Court exercice A: Dans les entrées, reprenez toutes les lignes, demandes comprises, depuis celle qui contient "Ground girl's eye." jusqu'à celle qui contient "341 297 774 588" incluse. Décalez de 108 chaque coordonnée des réponses, sans modifier les demandes ni leurs modèles de format.
Court exercice B: Poursuivez l'extrait sur la réintroduction des néonicotinoïdes après sa dernière phrase.

Extrait choisi:
· · ·

La réintroduction de semences enrobées avec des néonicotinoïdes doit permettre de protéger les rendements sucriers, qui sont en berne en raison de la prolifération d'un puceron vert vecteur de la jaunisse de la betterave, qui affaiblit les plants issues de semences non enrobées d'insecticide.

Le gouvernement français, pour rétro-pédaler, s'appuie sur le règlement européen sur les phytosanitaires. Il permet de déroger à l'interdiction, potentiellement jusqu'en 2023. La disposition clé du projet de loi permettant leur réintroduction a d'ores et déjà été adoptée par les députés. Elle est tempérée par la création d'un conseil de surveillance et l'interdiction, sur des parcelles où ont été utilisés des néonicotinoïdes, d'implanter des cultures attirant les abeilles afin de ne pas les exposer.

"On est tous contre, mais il n'y a pas d'alternative"

"C'est un texte difficile, important, qui ne veut pas opposer économie et écologie", a estimé le ministre de l'Agriculture Julien Denormandie (La République en marche). "On est tous contre" ces insecticides tueurs d'abeilles, mais "aujourd'hui, il n'existe pas d'alternative" chimique ou agronomique suffisamment efficace.

· · ·

Entrées listées:
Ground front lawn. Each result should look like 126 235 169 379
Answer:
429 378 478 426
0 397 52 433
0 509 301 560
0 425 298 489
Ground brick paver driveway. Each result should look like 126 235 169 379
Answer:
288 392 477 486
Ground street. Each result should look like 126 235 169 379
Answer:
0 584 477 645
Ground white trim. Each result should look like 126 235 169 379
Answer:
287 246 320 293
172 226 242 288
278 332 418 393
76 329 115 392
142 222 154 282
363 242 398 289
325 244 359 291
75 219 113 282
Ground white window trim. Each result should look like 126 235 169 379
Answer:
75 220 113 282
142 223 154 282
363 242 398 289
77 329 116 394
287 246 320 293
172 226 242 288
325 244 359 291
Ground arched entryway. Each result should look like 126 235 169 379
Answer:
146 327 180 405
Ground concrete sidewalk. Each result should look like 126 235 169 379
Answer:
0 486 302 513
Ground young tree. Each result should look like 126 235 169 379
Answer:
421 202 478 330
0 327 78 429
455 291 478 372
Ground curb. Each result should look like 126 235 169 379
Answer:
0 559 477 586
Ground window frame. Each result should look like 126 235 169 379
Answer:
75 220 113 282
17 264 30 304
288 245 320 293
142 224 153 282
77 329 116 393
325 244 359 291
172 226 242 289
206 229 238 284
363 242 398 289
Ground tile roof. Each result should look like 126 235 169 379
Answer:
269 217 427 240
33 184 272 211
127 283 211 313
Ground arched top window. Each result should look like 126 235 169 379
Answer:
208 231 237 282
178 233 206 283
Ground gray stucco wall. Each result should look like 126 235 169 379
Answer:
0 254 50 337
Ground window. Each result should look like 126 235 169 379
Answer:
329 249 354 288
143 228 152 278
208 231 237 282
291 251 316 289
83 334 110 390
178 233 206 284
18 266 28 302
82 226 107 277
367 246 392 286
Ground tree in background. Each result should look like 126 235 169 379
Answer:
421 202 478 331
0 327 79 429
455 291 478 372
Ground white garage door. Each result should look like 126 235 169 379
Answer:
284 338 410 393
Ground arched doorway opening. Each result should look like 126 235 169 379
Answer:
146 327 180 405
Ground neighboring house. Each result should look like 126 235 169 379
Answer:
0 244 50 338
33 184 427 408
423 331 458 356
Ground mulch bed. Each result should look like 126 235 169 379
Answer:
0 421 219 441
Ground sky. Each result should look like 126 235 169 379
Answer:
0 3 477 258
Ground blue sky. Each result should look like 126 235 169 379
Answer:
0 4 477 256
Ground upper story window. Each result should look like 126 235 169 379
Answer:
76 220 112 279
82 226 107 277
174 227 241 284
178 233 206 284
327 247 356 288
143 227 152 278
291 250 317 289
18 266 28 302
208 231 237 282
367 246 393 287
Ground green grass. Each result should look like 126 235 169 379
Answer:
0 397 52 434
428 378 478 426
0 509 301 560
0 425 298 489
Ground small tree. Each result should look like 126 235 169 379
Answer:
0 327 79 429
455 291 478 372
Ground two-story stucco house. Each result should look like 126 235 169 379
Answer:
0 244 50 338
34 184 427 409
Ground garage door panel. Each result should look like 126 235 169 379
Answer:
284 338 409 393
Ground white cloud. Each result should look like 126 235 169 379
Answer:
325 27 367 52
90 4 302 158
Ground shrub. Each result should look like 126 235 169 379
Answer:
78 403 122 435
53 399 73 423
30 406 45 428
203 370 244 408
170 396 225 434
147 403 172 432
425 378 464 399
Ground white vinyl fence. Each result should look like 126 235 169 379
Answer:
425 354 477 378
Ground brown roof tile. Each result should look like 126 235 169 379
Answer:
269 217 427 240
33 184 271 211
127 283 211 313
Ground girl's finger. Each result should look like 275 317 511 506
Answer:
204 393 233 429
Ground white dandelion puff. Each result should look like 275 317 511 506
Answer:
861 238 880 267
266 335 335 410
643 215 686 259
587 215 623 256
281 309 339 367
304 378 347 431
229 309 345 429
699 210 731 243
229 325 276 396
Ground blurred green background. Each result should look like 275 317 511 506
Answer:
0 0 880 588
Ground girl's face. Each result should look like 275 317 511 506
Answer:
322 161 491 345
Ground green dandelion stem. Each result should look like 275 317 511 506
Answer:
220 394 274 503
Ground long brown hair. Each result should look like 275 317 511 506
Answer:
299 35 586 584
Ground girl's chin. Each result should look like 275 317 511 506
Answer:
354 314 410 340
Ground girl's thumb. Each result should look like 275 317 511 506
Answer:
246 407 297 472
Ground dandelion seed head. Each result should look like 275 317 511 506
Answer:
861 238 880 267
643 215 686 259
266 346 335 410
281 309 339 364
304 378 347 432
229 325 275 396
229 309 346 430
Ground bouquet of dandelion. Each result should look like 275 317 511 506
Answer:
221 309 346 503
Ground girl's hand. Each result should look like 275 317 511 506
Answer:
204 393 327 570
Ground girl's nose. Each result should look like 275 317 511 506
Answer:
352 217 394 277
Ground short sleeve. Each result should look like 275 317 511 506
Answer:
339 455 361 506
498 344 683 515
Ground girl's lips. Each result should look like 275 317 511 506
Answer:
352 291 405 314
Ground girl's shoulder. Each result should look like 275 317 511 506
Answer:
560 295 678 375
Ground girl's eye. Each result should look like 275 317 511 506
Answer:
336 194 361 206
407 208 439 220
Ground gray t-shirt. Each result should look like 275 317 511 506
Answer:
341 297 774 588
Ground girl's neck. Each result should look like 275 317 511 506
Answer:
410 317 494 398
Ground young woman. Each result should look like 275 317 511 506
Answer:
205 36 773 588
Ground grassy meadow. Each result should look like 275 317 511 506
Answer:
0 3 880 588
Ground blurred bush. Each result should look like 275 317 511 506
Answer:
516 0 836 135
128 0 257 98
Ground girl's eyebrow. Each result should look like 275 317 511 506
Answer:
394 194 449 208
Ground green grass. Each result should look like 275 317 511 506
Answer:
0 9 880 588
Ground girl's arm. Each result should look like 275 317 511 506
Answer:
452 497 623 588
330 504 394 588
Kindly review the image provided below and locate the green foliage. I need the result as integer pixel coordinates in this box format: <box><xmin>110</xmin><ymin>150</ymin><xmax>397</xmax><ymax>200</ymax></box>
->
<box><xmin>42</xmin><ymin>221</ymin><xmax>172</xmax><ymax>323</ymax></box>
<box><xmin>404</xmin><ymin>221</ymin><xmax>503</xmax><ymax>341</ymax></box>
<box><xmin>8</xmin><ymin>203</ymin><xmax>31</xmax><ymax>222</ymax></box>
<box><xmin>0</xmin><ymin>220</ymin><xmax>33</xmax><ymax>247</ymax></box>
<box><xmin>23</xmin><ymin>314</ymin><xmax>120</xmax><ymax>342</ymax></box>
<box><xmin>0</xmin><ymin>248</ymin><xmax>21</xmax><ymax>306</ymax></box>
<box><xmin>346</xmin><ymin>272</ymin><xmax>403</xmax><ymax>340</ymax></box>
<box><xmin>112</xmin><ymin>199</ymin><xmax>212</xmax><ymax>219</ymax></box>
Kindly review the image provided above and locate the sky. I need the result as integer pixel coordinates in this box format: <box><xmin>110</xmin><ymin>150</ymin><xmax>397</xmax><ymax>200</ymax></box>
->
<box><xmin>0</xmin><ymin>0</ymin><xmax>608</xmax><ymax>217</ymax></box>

· · ·

Bonne réponse A:
Ground girl's eye. Each result should look like 275 317 511 506
Answer:
444 302 469 314
515 316 547 328
Ground gray t-shirt. Each result should look like 275 317 511 506
Answer:
449 405 882 696

Bonne réponse B:
Pour le gouvernement, "tuer la filière sucrière française pour importer des sucres polonais, allemands ou belges" n'est pas une option. Selon la profession, la baisse des rendements menace la pérennité de la filière sucrière française, qui emploie 46'000 personnes, dont une bonne partie dans des usines de transformation. "Il ne faut pas être dans le dogme et faire en sorte que la France reste un grand pays agriculteur", a souligné Christian Jacob, le chef de file des députés Les Républicains, qui soutiennent le texte du gouvernement.

"Une faute va se commettre"

Certains députés LREM ont au contraire annoncé publiquement leur opposition au texte, tout comme la gauche, qui a présenté un front uni contre la mesure. Le patron du groupe La France insoumise Jean-Luc Mélenchon a défendu en vain une motion de rejet préalable du projet de loi, jugeant qu'"une faute va se commettre" et promettant une action devant la Cour de justice de la République. "Nous allons décider quelque chose de dangereux pour nos semblables, pour nos enfants, nos petits-enfants" et demain d'autres dérogations seront demandées, a-t-il pronostiqué, en estimant en outre que "la betterave française est malade du libre-échange" davantage que des pucerons.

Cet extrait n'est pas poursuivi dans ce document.